:: Objective ::
Count the lines in the material below that contain the word "rocky", and give only the number.

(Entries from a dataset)
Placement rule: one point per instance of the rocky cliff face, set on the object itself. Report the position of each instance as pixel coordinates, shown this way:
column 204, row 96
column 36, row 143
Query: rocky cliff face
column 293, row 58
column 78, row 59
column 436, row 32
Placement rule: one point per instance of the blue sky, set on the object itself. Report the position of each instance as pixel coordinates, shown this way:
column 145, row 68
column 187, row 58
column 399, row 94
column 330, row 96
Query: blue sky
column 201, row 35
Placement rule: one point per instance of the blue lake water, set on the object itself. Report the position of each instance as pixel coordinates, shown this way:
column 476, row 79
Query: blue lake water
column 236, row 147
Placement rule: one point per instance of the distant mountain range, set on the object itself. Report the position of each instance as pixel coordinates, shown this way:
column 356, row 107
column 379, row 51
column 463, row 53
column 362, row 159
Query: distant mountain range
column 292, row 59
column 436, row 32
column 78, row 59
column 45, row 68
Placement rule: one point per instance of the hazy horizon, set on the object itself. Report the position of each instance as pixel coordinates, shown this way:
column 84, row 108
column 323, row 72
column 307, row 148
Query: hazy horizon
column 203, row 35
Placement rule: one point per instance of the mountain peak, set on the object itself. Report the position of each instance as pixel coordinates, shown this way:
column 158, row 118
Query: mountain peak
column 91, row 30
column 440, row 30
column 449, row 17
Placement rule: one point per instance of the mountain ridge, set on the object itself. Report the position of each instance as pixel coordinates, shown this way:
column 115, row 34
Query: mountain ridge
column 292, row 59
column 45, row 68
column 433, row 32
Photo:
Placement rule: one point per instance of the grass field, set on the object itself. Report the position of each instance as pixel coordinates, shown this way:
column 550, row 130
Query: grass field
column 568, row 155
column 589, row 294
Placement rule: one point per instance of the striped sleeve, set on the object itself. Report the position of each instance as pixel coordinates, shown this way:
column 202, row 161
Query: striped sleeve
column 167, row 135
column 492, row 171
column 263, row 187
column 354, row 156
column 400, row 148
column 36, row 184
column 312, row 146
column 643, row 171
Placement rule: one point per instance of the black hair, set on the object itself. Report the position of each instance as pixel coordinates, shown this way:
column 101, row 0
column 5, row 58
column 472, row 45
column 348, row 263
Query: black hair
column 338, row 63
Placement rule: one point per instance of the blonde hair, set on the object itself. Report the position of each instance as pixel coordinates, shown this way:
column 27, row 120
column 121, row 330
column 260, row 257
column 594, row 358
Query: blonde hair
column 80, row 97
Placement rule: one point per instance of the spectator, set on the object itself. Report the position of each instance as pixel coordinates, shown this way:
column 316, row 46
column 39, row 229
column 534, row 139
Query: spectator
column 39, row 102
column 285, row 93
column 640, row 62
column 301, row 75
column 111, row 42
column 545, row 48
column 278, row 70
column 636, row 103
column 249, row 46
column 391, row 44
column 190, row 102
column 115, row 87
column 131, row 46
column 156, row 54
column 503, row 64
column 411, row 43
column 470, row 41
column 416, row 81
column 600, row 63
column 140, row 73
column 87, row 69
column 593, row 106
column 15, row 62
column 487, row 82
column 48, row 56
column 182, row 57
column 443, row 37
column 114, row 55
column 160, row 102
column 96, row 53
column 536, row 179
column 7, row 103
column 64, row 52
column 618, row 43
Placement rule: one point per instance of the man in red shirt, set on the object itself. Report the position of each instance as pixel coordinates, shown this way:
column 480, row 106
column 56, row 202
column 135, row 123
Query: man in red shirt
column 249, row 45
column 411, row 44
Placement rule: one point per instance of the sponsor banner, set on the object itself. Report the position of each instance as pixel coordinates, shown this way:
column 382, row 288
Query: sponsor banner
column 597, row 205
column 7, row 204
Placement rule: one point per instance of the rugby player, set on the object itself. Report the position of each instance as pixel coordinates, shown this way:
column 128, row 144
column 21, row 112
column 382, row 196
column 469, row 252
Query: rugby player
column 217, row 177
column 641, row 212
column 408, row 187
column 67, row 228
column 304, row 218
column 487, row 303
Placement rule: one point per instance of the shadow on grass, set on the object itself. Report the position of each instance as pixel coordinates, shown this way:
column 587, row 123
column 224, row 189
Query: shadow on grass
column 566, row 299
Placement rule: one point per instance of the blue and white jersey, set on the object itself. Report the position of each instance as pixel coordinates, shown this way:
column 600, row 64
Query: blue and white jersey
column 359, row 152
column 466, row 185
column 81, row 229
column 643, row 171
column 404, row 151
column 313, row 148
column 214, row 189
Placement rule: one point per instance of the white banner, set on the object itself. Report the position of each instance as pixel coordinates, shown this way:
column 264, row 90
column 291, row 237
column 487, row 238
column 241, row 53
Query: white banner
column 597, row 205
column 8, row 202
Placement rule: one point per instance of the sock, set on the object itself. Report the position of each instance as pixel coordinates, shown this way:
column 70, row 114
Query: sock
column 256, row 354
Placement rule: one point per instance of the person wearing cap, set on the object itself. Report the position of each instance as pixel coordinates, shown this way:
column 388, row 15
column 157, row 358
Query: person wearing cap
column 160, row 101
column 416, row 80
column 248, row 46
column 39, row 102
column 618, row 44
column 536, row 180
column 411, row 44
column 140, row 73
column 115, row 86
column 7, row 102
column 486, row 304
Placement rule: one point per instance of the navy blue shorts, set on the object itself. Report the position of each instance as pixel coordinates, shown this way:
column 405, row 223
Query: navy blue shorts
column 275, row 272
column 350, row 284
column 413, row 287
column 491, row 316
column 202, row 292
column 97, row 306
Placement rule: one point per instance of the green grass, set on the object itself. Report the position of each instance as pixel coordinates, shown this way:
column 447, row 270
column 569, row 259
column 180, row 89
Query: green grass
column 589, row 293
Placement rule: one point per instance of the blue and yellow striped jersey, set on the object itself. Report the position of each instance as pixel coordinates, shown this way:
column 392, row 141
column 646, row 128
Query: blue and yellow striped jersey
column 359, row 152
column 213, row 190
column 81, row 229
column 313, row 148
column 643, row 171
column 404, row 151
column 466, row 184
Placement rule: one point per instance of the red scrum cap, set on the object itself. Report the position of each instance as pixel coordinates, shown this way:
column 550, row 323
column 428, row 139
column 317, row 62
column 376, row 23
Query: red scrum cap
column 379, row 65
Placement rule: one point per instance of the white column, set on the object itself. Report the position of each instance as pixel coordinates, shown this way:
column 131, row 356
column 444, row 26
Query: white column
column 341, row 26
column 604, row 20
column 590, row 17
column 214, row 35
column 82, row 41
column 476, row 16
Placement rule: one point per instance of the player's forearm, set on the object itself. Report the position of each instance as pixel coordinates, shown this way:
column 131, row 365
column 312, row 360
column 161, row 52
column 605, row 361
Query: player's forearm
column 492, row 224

--

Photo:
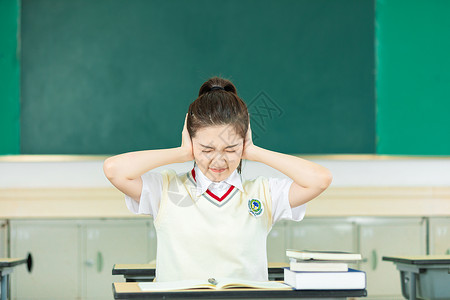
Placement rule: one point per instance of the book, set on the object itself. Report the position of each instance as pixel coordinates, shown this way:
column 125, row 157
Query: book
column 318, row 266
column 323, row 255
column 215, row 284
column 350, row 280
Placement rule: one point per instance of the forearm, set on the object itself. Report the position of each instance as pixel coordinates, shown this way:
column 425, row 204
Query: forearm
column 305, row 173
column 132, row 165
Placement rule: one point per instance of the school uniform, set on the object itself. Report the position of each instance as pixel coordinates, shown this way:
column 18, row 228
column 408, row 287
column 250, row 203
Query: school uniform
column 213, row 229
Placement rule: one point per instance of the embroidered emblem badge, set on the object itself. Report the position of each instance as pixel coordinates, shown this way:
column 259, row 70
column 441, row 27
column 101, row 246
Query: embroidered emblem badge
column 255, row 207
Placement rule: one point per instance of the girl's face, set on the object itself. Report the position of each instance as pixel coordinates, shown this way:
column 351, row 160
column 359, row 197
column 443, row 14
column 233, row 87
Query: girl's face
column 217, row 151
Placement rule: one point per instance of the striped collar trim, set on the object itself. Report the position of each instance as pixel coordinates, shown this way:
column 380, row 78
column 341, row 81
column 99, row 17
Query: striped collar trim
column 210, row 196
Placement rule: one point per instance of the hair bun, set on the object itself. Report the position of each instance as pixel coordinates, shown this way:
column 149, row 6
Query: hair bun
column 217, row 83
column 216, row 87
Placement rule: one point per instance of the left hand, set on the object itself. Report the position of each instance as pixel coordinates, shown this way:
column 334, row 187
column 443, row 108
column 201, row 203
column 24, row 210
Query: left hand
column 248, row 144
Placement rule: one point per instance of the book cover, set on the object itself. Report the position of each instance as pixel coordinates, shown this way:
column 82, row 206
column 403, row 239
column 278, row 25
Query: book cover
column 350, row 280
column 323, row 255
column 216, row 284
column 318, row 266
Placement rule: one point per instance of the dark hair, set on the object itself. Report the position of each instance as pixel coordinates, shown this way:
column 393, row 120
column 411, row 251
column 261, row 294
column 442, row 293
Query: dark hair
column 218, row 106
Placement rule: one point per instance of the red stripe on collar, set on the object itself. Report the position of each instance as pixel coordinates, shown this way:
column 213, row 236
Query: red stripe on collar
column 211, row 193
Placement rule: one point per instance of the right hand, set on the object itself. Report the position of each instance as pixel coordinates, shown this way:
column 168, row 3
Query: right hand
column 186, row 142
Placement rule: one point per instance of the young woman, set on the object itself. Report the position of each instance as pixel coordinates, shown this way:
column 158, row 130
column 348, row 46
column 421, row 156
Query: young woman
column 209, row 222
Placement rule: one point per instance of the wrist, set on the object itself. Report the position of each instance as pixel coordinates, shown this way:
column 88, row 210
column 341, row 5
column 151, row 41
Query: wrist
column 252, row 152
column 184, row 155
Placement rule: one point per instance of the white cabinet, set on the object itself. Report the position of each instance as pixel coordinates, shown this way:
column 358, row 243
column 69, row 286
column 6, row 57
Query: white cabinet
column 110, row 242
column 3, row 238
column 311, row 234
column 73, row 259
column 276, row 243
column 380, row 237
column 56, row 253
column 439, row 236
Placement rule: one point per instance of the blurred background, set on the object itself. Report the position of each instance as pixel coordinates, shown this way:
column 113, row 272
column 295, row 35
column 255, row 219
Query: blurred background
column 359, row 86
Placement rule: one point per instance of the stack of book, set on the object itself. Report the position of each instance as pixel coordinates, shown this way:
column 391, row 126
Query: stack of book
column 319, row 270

:: The output ::
2